Exercises to complete =>
**A)** How would you render this sentence from the People v. Case opinion in Spanish: "He was arrested on the fairgrounds near the city of Midland, where the county fair was then being held."
**B)** In the People v. Case opinion, which city did the defendant name as his destination when he begged the sheriff to let him go?
**C)** Reproduce the People v. Case opinion from "Decision Date02 November" up to and including "S. Hart, Judge.", swapping "Circuit Court" for "Trial Court".

── Text ──

People v. Case

Decision Date02 November 1922
Docket NumberNo. 97.,97.
Citation220 Mich. 379,190 N.W. 289
PartiesPEOPLE v. CASE.
CourtMichigan Supreme Court


Exceptions from Circuit Court, Midland County; Ray S. Hart, Judge.

Altice Case was convicted of having possession of intoxicating liquor. On exceptions before sentence. Conviction affirmed.


Wiest, J., Fellows, C. J., and Bird, J., dissenting. Collins & Thompson, of Bay City, for appellant.

Chester E. Morris, Pros. Atty., of Midland, for the People.


Defendant was convicted under an information charging that, on September 20, 1921, he unlawfully and feloniously had in his possession ‘a certain quantity of spirituous and intoxicating liquor, to wit, six quarts of whisky,’ in Midland township, county of Midland. He was arrested on the fairgrounds near the city of Midland, where the county fair was then being held. He had on the grounds a Ford truck, suitable for transferring horses, with a canvas top and entrance at the rear, over which hung a blanket, or canvas curtain. On the evening of his arrest this truck was found parked within the fairgrounds near the fence by the sheriff of Midland county, who, with the president of the agricultural society and two deputy sheriffs, was making a search of the grounds for intoxicating liquor. Finding no one in charge when they went up to the truck, they proceeded to investigate, and the sheriff, with one of his deputies, went inside of it through the rear entrance. They then saw some bottles on the floor, two valises, and a jug sitting on the floor at the head of a cot upon which was some clothing. Liquor was found in the jug, and one or more of the bottles which by its odor they recognized as whisky. The valises were found to also contain bottles of intoxicating liquor. The sheriff then took charge of the vehicle and its contents. No person appearing to claim them, he left a deputy named Carey there, and went with another deputy to look for a man they ‘thought was connected with the liquor deal.’ While they were away defendant came up to the truck, and Carey asked him if he owned it. Receiving an affirmative answer, he inquired if defendant also owned the liquor which was in it, and he said he did. What further passed between them at that time is not disclosed, but when the sheriff returned defendant was yet there with Carey, who said to the sheriff, ‘This is the man who owns the truck.’ The sheriff then asked defendant if that was his truck and his whisky, and he replied that they were his. Asked, ‘Is this man with you?’ he said, ‘No, sir; I am alone.’ In the course of events which followed he begged the sheriff to let him go, and he ‘would get off the grounds and not come back,’ naming Detroit as his destination, but his proposal was not favorably entertained.

───
── Listed records ──

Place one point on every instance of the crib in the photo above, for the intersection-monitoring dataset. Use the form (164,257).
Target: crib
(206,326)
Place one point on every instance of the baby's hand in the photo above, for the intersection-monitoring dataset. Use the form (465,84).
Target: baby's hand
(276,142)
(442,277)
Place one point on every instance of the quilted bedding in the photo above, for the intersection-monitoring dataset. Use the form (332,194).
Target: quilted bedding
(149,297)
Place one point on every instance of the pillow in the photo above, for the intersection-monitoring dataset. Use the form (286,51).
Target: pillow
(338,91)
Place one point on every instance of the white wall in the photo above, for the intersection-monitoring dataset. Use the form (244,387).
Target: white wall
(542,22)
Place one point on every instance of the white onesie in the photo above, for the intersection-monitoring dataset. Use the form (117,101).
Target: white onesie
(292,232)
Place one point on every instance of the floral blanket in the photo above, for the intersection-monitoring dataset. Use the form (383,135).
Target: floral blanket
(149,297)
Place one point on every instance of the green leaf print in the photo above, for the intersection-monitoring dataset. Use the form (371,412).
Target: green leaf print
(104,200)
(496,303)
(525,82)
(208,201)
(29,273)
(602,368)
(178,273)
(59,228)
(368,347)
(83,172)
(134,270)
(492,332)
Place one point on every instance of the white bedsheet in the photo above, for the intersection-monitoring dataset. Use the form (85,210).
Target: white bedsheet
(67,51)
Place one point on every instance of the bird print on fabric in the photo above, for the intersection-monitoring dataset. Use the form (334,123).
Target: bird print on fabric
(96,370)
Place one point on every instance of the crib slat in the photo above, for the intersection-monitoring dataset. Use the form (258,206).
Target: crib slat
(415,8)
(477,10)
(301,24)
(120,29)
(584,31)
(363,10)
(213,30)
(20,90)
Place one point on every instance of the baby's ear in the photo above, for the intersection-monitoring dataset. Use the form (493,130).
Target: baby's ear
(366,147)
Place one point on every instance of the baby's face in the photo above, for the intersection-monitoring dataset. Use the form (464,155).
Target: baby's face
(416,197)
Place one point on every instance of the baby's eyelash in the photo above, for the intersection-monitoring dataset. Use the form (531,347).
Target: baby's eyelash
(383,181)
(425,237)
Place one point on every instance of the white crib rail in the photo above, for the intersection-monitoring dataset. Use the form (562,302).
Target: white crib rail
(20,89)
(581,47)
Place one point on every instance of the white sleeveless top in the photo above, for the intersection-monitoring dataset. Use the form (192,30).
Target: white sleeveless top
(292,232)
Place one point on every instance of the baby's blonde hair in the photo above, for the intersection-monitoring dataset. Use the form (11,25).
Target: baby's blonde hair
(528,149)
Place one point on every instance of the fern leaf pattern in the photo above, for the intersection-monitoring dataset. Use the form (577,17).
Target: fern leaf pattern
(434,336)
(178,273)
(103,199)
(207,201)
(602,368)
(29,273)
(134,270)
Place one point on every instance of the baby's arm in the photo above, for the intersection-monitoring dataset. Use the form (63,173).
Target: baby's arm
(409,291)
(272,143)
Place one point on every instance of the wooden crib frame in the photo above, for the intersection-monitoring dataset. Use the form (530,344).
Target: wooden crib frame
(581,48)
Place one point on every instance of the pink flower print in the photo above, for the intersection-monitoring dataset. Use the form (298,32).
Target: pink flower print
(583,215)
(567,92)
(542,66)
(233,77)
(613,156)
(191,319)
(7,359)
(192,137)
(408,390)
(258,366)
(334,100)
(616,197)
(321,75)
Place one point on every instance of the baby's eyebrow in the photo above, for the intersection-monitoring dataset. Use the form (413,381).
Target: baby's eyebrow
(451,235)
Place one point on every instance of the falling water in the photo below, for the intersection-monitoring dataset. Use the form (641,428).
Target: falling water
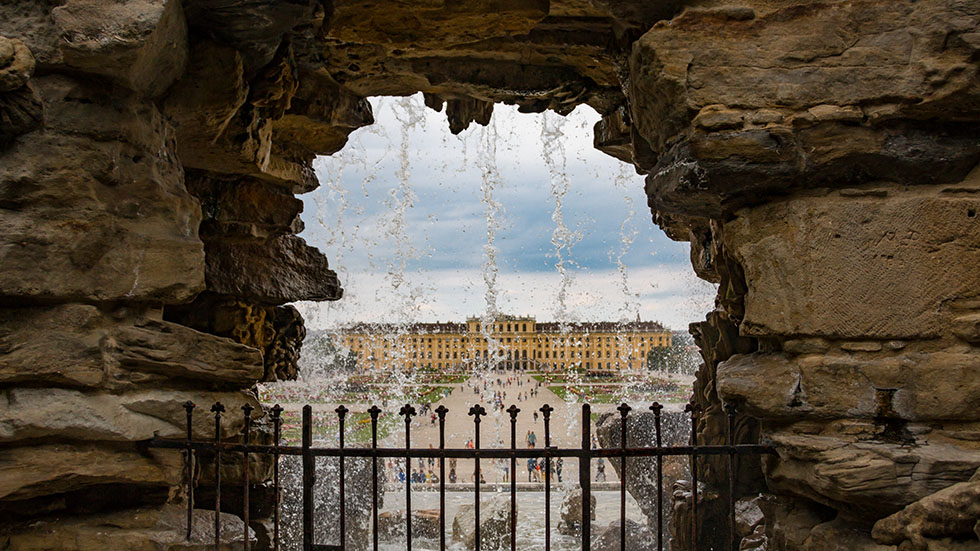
(487,162)
(562,238)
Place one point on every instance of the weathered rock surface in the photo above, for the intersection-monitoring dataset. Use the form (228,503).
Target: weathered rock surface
(142,44)
(79,346)
(37,471)
(952,512)
(872,262)
(60,414)
(108,166)
(271,271)
(161,529)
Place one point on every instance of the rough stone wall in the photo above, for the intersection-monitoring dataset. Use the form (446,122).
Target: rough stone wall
(147,245)
(820,157)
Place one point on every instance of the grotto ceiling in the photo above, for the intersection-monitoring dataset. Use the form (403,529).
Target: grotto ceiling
(819,157)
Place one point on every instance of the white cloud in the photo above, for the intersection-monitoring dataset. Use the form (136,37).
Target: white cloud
(400,216)
(671,295)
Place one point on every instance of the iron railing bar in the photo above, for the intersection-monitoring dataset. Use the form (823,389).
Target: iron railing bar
(189,408)
(441,411)
(513,411)
(463,453)
(624,409)
(733,544)
(585,456)
(341,413)
(546,414)
(656,408)
(585,477)
(693,408)
(309,479)
(217,408)
(374,412)
(408,411)
(276,434)
(247,412)
(476,411)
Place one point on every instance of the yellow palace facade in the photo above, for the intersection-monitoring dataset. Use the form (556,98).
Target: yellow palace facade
(509,342)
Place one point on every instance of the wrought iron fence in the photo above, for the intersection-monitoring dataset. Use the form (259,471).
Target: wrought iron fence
(585,454)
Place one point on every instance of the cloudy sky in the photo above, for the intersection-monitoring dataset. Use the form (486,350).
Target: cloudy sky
(524,215)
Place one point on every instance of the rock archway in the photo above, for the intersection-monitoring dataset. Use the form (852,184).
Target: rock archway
(819,157)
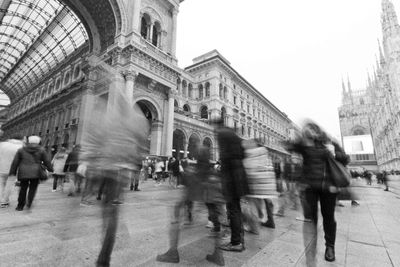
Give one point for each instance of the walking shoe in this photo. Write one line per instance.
(303, 219)
(330, 253)
(209, 224)
(226, 235)
(214, 232)
(269, 224)
(280, 214)
(171, 256)
(234, 248)
(86, 203)
(339, 204)
(216, 258)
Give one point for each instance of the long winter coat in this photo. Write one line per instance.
(234, 180)
(8, 149)
(315, 172)
(27, 162)
(59, 162)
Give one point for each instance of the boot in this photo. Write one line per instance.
(171, 256)
(330, 253)
(216, 257)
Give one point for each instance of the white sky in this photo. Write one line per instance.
(294, 52)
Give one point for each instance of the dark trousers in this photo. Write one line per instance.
(56, 178)
(111, 191)
(328, 203)
(236, 222)
(213, 215)
(32, 184)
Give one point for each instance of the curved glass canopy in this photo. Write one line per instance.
(35, 36)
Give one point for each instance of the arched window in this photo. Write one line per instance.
(184, 88)
(176, 105)
(225, 93)
(223, 115)
(201, 91)
(204, 112)
(190, 90)
(145, 26)
(207, 89)
(155, 39)
(186, 108)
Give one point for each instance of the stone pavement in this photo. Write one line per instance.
(58, 232)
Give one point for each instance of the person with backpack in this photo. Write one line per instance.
(28, 163)
(58, 163)
(234, 182)
(8, 149)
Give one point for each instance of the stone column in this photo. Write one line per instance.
(87, 105)
(170, 123)
(136, 15)
(150, 33)
(130, 76)
(174, 31)
(185, 147)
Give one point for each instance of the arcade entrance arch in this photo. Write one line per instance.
(155, 127)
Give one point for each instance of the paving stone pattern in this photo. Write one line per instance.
(58, 232)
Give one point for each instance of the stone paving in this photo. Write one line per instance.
(58, 232)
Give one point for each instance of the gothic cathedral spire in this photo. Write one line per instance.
(390, 24)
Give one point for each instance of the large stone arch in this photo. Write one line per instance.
(179, 142)
(193, 144)
(153, 104)
(103, 20)
(152, 112)
(358, 130)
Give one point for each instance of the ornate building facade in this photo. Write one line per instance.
(53, 85)
(378, 105)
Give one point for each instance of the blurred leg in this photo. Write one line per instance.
(22, 193)
(110, 216)
(33, 185)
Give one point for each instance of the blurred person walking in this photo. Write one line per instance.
(71, 168)
(8, 149)
(58, 163)
(201, 184)
(385, 179)
(262, 183)
(113, 145)
(319, 183)
(28, 163)
(234, 182)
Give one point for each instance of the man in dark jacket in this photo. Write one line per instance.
(27, 162)
(234, 182)
(71, 166)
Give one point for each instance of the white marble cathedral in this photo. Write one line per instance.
(376, 110)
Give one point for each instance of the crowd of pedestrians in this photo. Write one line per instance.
(240, 191)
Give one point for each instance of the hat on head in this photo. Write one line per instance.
(33, 139)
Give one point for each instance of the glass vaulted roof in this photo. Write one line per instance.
(35, 36)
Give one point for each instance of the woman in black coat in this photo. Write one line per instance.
(27, 162)
(319, 186)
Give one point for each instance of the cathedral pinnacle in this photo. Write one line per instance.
(343, 87)
(390, 24)
(381, 55)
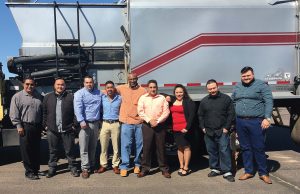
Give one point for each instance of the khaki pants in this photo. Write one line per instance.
(110, 131)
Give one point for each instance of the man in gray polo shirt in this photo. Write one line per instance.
(26, 114)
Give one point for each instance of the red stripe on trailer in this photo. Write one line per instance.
(193, 84)
(283, 82)
(215, 39)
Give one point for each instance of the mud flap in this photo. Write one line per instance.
(296, 132)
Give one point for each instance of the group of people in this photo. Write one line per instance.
(130, 115)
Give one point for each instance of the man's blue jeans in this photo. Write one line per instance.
(252, 142)
(219, 152)
(130, 132)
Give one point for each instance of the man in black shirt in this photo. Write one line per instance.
(60, 122)
(216, 113)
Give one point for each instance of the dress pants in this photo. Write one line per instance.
(54, 140)
(157, 134)
(110, 131)
(219, 152)
(130, 132)
(88, 139)
(252, 141)
(30, 148)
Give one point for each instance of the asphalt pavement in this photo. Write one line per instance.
(283, 161)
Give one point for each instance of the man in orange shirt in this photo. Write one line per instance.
(131, 123)
(154, 110)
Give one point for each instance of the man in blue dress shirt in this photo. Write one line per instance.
(253, 106)
(87, 103)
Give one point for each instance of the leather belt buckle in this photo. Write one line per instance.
(110, 121)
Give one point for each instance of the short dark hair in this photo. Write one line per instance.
(59, 78)
(152, 81)
(28, 78)
(185, 94)
(110, 82)
(247, 68)
(211, 81)
(88, 77)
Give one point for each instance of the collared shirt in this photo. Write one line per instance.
(130, 98)
(58, 114)
(26, 108)
(254, 100)
(111, 108)
(153, 107)
(87, 105)
(215, 113)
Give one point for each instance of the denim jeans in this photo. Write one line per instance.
(88, 139)
(252, 142)
(130, 132)
(219, 152)
(54, 140)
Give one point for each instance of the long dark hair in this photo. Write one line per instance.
(185, 93)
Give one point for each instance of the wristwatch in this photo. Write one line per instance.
(268, 119)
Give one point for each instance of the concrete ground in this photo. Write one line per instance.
(283, 161)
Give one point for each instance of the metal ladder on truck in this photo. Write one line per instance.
(74, 67)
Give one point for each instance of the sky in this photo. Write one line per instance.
(10, 38)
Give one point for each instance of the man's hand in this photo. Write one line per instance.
(21, 131)
(265, 124)
(184, 130)
(168, 98)
(84, 126)
(153, 123)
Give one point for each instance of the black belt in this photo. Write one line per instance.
(33, 124)
(249, 118)
(91, 121)
(110, 121)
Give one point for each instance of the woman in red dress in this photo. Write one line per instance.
(183, 113)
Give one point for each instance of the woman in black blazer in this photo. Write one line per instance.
(183, 114)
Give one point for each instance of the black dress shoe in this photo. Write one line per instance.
(32, 176)
(51, 173)
(41, 173)
(75, 173)
(230, 178)
(166, 174)
(142, 174)
(213, 174)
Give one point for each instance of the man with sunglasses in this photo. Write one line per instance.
(26, 115)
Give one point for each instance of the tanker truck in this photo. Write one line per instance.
(172, 41)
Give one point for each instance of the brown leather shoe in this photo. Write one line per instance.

───

Problem solutions =>
**A)** Fue arrestado en el recinto ferial cerca de la ciudad de Midland, donde entonces se celebraba la feria del condado.

**B)** Detroit.

**C)**
Decision Date02 November 1922
Docket NumberNo. 97.,97.
Citation220 Mich. 379,190 N.W. 289
PartiesPEOPLE v. CASE.
CourtMichigan Supreme Court


Exceptions from Trial Court, Midland County; Ray S. Hart, Judge.